**YOUR GOAL**
Return each line of the records below that contains the word "niche", copying every such line in full and without alteration.

**DATASET EXCERPTS**

**********

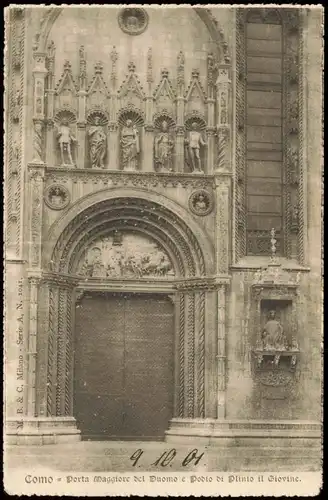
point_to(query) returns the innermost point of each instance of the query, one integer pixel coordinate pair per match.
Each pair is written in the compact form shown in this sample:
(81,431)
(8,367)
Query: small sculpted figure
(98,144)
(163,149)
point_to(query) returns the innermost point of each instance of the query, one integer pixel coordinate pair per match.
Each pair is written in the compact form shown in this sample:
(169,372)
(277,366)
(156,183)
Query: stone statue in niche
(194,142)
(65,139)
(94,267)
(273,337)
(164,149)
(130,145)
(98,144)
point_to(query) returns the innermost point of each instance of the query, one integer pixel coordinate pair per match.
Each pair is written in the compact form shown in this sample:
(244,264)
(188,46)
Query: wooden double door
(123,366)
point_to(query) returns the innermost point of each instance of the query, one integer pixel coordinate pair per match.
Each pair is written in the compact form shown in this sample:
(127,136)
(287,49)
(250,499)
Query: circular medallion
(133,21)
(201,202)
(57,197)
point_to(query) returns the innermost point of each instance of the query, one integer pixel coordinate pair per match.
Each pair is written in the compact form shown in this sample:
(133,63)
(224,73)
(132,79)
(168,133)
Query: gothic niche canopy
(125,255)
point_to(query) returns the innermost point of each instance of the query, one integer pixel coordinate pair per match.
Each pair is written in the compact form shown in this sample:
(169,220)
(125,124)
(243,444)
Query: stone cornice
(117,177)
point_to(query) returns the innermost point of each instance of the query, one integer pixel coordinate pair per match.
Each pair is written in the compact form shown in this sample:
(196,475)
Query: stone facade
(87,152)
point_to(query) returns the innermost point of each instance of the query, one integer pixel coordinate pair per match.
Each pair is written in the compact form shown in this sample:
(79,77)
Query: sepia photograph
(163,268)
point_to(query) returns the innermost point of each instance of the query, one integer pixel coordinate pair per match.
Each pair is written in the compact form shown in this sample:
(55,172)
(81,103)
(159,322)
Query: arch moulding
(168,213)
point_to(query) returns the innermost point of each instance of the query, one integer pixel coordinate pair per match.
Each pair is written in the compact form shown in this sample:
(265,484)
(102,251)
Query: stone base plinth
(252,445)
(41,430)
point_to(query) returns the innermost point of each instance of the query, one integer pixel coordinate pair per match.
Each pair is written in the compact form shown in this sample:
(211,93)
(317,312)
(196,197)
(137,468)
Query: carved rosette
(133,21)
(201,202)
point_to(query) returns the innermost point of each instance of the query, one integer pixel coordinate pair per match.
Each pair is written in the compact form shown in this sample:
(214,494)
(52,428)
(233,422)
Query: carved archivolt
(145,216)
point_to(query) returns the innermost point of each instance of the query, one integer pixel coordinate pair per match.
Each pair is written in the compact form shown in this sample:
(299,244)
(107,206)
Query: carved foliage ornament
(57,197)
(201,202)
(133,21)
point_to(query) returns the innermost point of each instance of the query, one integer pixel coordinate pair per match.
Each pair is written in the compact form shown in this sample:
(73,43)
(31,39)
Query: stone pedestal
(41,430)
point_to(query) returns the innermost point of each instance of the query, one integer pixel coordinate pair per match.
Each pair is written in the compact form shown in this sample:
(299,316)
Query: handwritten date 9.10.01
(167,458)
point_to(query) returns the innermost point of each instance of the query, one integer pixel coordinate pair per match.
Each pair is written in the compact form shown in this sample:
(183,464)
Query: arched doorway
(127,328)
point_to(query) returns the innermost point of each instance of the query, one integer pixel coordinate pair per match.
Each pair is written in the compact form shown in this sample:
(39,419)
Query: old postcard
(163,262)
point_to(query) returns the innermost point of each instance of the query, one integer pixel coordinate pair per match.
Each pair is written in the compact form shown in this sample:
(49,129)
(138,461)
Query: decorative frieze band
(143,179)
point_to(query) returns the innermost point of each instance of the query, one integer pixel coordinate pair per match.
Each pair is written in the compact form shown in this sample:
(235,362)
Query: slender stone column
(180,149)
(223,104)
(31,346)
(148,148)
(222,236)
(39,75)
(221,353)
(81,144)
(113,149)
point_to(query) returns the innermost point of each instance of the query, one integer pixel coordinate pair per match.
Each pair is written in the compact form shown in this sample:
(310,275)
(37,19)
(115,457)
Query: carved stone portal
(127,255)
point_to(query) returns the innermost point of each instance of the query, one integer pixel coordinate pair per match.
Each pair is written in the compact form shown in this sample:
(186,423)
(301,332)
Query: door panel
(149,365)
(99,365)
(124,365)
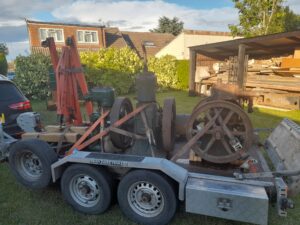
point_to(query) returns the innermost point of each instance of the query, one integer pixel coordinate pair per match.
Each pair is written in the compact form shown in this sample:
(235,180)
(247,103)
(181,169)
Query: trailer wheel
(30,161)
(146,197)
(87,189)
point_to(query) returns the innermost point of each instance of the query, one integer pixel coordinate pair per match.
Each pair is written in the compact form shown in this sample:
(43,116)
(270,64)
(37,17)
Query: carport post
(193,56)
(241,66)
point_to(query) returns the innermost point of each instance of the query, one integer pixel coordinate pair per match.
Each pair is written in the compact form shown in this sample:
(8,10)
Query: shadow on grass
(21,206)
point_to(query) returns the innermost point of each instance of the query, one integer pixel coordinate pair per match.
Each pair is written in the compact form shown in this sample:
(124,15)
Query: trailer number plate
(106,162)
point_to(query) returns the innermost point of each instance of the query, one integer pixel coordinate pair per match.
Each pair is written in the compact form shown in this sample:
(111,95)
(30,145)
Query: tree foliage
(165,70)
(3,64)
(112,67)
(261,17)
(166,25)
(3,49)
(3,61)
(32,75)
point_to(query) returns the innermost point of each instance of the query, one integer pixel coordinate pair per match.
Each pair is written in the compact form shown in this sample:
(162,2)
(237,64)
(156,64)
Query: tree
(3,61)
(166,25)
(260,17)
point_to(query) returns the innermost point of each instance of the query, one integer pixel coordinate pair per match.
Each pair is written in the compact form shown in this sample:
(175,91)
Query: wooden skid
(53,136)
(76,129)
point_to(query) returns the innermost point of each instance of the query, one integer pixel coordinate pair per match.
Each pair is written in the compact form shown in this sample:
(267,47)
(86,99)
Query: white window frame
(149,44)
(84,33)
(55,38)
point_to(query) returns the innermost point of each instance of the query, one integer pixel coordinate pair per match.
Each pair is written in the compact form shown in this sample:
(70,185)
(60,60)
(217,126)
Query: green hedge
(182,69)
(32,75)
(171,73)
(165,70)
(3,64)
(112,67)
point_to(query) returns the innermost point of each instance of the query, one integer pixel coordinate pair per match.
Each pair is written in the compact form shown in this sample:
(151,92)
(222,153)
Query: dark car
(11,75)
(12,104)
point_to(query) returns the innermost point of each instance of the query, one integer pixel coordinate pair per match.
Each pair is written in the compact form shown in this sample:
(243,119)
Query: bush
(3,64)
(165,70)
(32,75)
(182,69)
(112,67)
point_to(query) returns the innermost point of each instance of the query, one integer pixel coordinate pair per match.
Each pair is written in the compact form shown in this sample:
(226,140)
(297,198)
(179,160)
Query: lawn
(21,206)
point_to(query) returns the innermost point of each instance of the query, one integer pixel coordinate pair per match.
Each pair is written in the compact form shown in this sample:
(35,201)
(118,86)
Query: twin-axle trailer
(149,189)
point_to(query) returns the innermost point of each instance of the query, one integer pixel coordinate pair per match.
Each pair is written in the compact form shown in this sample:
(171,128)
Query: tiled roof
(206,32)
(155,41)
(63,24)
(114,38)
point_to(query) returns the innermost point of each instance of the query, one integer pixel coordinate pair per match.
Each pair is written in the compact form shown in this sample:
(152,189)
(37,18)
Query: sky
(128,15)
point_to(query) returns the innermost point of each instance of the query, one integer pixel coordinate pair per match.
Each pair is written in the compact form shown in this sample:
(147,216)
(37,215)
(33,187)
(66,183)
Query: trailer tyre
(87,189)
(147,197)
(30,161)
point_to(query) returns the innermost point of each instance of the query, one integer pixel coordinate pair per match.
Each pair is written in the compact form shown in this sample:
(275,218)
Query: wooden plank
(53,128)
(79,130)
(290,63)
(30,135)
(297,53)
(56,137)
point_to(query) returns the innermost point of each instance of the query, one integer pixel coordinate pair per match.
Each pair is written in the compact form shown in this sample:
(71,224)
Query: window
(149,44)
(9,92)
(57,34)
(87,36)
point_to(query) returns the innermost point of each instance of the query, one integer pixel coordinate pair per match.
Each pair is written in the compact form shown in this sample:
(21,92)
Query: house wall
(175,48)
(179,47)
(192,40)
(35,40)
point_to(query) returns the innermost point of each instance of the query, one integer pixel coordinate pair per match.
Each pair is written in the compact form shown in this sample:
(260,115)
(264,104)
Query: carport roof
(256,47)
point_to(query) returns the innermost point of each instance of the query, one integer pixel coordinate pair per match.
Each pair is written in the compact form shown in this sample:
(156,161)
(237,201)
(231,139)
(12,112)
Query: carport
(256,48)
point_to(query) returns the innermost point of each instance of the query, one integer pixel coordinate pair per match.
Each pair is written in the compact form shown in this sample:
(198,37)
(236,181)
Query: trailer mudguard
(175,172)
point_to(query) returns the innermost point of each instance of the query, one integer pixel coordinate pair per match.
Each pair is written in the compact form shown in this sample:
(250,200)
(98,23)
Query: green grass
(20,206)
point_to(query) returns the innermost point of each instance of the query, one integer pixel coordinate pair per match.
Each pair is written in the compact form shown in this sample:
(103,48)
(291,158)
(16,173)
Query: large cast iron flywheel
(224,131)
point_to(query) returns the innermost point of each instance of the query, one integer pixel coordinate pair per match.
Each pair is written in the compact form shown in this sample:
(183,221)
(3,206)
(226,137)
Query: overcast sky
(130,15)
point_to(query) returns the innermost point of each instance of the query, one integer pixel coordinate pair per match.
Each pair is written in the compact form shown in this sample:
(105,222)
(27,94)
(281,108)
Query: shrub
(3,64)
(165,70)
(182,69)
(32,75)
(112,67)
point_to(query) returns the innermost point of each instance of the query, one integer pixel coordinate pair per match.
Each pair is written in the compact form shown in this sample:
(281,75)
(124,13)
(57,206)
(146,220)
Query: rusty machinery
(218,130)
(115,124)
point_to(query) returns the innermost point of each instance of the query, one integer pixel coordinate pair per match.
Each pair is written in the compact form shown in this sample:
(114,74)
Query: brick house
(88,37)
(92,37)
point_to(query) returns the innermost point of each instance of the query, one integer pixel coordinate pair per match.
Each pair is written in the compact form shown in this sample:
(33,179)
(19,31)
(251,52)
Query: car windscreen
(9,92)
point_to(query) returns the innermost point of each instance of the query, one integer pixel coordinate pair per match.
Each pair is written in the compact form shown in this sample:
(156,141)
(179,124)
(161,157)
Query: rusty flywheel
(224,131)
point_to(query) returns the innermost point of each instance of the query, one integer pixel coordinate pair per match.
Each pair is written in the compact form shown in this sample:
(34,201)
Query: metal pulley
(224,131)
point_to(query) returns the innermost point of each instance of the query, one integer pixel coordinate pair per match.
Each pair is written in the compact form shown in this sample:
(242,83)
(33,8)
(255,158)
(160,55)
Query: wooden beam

**********

**WRITTEN SOLUTION**
Query: stone statue in niche
Query: gothic niche canopy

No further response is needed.